## [Excerpted passage]
□ □ □ □

By David French
Wednesday, April 13, 2016
Social justice is all the rage in corporate boardrooms, and some on the left would like you to think it’s because of market pressure. Americans are firmly on the “right side of history” when it comes to gay rights, gender identity, and religious bigotry, and companies are responding. It’s in their best corporate interests to boycott North Carolina, threaten Georgia, and bully Mississippi. The culture wars are over. Taking a stand is now the path of least resistance.
Don’t be fooled. The business world’s turn toward progressivism is the result of peer pressure, not market forces. It reflects the personal values and interests of the corporate world’s liberal elite, not the values and interests of the country as a whole. Apple, Disney, and PayPal fish from the same cultural and academic pond as the elite media and elite universities. When I was at Harvard Law School, my classmates were recruited not just by top law firms but also by top consulting firms and multinational corporations. Very few of them were conservative. Barely any of them were social conservatives.
Back when I still did commercial litigation, my larger corporate clients were almost uniformly left of center, and the few Republicans on staff were stereotypical “Wall Street” conservatives. They may have been fiscal hawks, but they positively loathed the religious Right. My small-business clients were far more mixed. Conservative communities tend to spawn conservative entrepreneurs.
Decades of stocking top corporations with talent from the “best” schools has now yielded a predictable result. Employees tend to retain not only the political values of their youth, but the activist mindset and philosophy of the modern progressive. That means an inconsistent (to put it charitably) view of free speech. It means public naming and shaming to enforce ideological conformity. It means living in a leftist cultural cocoon where Christian conservatives are largely viewed as malicious bigots.
So, here we are. Progressives mock the notion that corporations can have “values” when those values are religious or conservative, but then they endlessly obsess over the progressive culture and values of their favorite companies. Progressive entrepreneurs talk about “making the world a better place” so much that it’s a cliché. Buzzwords such as “sustainable,” “diverse,” and “inclusive” dominate progressive corporate discourse — just as they do on the campuses where political correctness is most oppressive.
The answer to bad speech is better speech. If you think progressive corporate activism can be repelled by an onslaught of boycotts, you’re wrong. Trying to create change through economic threats and reprisals is inconsistent with establishing and preserving a culture of free expression. Plus, it doesn’t work. Politics is a sub-sub-culture, so boycott movements rarely gain large-scale traction. Even the most ambitious attempts at conservative boycotts have mainly served to make progressives feel courageous for “standing up to the wingnuts.”

□ □ □ □

## [Entries supplied]
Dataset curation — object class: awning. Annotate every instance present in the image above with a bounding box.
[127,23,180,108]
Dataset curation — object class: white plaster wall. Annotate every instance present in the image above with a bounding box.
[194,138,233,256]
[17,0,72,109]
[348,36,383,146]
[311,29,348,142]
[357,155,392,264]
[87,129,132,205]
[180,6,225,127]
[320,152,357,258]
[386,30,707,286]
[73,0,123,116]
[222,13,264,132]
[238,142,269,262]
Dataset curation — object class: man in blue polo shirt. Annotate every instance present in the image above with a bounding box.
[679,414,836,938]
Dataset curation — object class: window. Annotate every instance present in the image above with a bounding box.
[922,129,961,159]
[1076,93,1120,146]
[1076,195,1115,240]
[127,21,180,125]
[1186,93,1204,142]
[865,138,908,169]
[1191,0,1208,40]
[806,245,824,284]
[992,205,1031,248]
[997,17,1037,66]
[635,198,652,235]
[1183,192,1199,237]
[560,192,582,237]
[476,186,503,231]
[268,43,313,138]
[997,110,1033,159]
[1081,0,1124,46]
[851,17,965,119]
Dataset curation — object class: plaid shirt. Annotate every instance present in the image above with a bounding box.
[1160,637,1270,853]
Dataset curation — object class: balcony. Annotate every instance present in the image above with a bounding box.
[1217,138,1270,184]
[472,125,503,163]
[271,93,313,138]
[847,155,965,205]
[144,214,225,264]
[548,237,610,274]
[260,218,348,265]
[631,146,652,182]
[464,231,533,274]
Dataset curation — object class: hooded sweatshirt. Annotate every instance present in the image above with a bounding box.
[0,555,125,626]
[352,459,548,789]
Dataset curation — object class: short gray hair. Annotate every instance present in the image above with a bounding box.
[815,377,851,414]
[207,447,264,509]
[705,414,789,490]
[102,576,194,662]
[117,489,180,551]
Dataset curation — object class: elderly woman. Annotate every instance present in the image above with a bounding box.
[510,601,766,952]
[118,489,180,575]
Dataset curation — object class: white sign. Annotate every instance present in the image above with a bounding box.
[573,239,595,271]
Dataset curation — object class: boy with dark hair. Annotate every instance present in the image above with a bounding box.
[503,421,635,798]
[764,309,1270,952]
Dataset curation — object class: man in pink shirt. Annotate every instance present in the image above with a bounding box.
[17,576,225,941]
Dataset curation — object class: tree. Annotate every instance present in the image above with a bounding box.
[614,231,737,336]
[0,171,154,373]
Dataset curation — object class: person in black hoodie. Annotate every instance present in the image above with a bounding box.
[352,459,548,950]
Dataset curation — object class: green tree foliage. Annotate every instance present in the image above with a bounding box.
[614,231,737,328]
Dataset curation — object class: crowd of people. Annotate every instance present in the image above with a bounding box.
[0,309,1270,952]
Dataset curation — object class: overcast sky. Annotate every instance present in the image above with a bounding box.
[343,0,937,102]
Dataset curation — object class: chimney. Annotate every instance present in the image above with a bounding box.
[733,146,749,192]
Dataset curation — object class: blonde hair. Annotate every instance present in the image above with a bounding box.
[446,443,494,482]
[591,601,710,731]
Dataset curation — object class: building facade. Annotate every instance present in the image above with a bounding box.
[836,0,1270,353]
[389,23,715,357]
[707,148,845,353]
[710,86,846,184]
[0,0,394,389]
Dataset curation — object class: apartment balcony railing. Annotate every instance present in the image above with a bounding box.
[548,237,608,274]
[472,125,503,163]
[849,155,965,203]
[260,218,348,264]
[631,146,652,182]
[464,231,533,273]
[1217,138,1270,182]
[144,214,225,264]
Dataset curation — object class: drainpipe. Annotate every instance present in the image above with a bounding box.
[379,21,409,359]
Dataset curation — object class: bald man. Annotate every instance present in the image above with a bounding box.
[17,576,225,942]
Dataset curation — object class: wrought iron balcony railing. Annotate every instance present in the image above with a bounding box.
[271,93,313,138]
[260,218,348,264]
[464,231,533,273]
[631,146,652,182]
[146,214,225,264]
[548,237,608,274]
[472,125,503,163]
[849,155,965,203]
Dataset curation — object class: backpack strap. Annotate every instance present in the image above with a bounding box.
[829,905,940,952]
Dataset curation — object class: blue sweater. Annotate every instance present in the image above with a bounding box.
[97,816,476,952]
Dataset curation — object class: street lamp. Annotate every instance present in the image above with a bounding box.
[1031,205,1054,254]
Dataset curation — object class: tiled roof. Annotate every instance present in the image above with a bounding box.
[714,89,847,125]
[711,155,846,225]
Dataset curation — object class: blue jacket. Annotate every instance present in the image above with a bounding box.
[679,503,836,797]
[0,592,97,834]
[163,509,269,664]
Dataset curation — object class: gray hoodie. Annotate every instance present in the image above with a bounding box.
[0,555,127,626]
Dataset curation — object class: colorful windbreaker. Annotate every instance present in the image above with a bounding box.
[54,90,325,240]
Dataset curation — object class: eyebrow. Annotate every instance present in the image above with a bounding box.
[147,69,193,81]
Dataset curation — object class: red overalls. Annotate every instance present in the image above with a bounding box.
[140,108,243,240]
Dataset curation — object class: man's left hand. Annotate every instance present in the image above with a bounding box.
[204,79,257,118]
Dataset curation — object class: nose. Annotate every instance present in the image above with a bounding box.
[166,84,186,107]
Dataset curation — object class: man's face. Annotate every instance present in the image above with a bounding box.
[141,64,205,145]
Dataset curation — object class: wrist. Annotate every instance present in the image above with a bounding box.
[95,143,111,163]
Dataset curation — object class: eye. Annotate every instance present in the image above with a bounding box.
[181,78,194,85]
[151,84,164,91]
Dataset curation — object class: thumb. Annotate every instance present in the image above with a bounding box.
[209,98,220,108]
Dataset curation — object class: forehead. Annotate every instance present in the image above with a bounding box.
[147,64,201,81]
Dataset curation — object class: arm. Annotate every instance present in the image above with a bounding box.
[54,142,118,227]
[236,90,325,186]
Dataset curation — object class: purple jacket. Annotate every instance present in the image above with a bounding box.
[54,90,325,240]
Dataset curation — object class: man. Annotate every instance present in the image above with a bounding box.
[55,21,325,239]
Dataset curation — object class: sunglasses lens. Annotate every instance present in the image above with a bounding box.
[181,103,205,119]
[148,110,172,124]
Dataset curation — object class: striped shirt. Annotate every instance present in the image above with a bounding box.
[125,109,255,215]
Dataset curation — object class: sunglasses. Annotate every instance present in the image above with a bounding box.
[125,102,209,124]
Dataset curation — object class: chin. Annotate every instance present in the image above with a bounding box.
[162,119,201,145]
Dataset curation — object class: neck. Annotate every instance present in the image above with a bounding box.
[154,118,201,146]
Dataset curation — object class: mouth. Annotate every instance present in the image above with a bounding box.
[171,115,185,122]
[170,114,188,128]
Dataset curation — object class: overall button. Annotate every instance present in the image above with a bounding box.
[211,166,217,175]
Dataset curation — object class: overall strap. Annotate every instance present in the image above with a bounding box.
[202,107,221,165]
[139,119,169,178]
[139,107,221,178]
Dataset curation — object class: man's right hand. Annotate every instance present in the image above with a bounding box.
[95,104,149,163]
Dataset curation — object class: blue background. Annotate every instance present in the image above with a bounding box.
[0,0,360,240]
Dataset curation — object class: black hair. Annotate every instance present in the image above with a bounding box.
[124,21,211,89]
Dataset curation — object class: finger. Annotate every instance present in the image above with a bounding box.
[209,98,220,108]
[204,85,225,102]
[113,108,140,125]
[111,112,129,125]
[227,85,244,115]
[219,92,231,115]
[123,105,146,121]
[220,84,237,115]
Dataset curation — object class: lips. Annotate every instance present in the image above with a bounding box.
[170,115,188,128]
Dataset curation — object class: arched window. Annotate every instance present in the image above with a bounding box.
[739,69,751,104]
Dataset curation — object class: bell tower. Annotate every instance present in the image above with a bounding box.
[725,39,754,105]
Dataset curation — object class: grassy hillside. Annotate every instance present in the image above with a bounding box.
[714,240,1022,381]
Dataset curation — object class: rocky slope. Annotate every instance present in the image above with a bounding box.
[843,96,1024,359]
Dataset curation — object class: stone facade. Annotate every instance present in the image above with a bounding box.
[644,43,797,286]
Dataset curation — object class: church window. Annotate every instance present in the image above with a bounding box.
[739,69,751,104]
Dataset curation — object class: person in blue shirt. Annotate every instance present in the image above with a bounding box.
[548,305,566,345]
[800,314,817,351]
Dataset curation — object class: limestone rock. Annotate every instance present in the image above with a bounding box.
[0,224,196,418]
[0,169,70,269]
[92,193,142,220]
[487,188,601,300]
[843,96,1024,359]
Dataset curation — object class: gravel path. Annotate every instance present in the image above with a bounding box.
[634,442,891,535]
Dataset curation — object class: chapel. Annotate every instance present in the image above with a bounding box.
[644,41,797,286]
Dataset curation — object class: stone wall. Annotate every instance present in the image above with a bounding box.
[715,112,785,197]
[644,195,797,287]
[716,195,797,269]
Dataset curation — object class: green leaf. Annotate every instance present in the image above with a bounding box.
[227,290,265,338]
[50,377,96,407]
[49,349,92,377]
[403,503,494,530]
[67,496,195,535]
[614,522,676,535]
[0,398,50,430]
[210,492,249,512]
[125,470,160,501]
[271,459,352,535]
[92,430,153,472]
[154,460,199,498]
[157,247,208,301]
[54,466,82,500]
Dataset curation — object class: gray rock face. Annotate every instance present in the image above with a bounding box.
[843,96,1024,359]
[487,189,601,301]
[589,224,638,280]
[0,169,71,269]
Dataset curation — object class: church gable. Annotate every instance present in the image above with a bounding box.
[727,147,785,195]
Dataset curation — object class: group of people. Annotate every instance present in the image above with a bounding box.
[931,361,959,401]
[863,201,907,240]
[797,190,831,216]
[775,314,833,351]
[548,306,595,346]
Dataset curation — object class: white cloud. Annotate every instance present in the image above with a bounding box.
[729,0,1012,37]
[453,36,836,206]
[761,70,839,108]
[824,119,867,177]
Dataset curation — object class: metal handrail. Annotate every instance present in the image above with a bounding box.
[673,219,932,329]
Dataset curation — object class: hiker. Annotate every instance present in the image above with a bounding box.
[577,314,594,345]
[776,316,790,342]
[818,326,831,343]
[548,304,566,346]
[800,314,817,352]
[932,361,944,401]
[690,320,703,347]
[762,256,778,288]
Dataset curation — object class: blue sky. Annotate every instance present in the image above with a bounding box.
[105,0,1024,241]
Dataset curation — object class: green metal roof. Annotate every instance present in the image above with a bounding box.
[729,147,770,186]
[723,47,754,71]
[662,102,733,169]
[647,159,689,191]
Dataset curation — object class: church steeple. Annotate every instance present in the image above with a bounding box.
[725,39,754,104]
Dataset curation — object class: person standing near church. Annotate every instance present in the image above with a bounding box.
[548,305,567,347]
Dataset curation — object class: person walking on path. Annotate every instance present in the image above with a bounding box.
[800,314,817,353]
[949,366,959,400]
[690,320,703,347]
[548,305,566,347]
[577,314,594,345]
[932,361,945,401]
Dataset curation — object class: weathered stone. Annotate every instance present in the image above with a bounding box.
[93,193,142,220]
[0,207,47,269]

□ □ □ □

## [Problem requirements]
What does the essay on corporate social activism say is behind the business world's turn toward progressivism?

## [Solution to this problem]
Peer pressure, not market forces.